文書抜粋:
.....
大腸癌の最近のブログ記事

アービタックスやベクティビックスの抗癌剤が注目されるもう一つの理由が、大腸癌で初めて遺伝子検査で効果を事前に判定する「個別化治療」が可能になった事です。目印の癌細胞の遺伝子が変異している人は、これらの薬も効かず、大腸癌患者の3~4割はこのタイプだと言います。
この研究結果は、平成20年に米国の学会で発表され、その後欧米では、抗癌剤を使う前の遺伝子検査が必須となりました。日本でも今年4月に漸く、公的医療保険で検査が認められました。3割負担の場合は、6千円の自己負担となります。

国立がん研究センター東病院(千葉県)消化器内科の吉野孝之医師が、保険適用前に実施した調査では、アービタックスの使用前に遺伝子検査をしていた医療機関は、12%に過ぎませんでした。
「これまでは、抗癌剤が効かない人にも投与されていたが、保険適用により、こうした無駄がなくなる」と吉野医師は指摘します。
.....
作業項目 A:
大腸癌の記事について、次の(i)〜(iii)が内容と合っているかを「はい」か「いいえ」で判定し、決め手となる記事中の語句を引用して示せ。
(i) 日本では今年4月に、遺伝子検査が公的医療保険で認められた。
(ii) 3割負担の場合、検査の自己負担は1万円である。
(iii) 保険適用前の調査では、アービタックスの使用前に遺伝子検査をしていた医療機関が半数を超えていた。
作業項目 B:
大腸癌の記事を、最後の文の後から書き継げ。
これらの行は、記事とは別の情報源から得たものである。

データソースから取得した行:
.....
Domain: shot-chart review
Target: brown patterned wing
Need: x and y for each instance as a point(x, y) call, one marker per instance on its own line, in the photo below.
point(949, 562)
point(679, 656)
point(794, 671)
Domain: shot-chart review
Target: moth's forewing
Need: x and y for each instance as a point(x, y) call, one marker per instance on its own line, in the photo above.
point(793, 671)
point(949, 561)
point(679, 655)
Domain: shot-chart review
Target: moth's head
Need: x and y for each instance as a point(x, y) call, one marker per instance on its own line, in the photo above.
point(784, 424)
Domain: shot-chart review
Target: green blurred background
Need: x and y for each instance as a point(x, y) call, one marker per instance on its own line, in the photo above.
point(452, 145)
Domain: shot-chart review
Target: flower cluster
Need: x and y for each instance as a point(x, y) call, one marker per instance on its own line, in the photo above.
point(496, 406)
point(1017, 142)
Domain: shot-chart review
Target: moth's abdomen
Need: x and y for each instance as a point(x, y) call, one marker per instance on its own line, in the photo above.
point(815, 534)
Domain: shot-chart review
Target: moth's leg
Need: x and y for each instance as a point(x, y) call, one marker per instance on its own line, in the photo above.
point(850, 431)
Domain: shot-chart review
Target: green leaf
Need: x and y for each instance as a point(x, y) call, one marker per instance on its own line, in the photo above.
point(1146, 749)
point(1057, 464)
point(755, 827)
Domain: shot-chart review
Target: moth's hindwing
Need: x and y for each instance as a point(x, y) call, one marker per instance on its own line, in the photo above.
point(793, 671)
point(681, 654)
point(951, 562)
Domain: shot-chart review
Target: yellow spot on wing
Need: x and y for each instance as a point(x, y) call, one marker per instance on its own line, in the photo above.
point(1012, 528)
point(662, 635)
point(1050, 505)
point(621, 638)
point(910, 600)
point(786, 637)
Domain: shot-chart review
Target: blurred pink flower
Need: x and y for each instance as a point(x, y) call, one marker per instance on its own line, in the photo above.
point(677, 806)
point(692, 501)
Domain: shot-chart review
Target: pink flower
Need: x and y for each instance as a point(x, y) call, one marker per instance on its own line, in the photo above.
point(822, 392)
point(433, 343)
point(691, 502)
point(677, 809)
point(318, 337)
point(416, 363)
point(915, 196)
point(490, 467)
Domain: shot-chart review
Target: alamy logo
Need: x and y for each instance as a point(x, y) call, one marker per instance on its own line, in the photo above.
.....
回答 A:
(i) はい。「日本でも今年4月に漸く、公的医療保険で検査が認められました」
(ii) いいえ。「3割負担の場合は、6千円の自己負担となります」
(iii) いいえ。「医療機関は、12%に過ぎませんでした」

回答 B:
ただ、分子標的薬には、高額な医療費という問題もあります。例えば、身長165cm、体重60kgの患者が「FOLFIRI療法」と呼ばれる従来の治療法を行うと、月約18万円(3割負担で約5万3千円)に上ります。これにアービタックスを上乗せすると月約91万円(同約27万円)で、治療期間は数ヶ月から時には1年以上にもなります。大腸癌には、この他、アバスチンという分子標的薬もあり、ベクティビックスも含め、いずれも高額です。

医療費の負担が多い場合、後で払い戻しを受けられる「高額療養費制度」が利用出来ます。一般所得世帯(概ね年収600万円以下)の人が約27万円を負担した場合、この制度を利用すれば約19万円が払い戻されます。しかし、月約8万円でも負担は重いのです。

癌研有明病院化学療法科の水沼信之消化器担当部長は、高額な分子標的薬を使いこなすには、効き目がある人を更に遺伝子で絞っていく研究が不可欠だと言います。
ただ、「高額だから使わないというのは間違いで、新しい薬を使う事で医療も進歩する。薬の選択肢が多い程市場原理も働き、将来的には価格も下がる可能性が高い」とも指摘しています。


大腸癌の個別化治療の仕組み:

 癌細胞は、勝手に増えたり、周りに新たな血管を作り栄養を取り込もうとしたりする。分子標的薬は、この増殖に関わる伝達経路を遮断する仕組みの抗癌剤。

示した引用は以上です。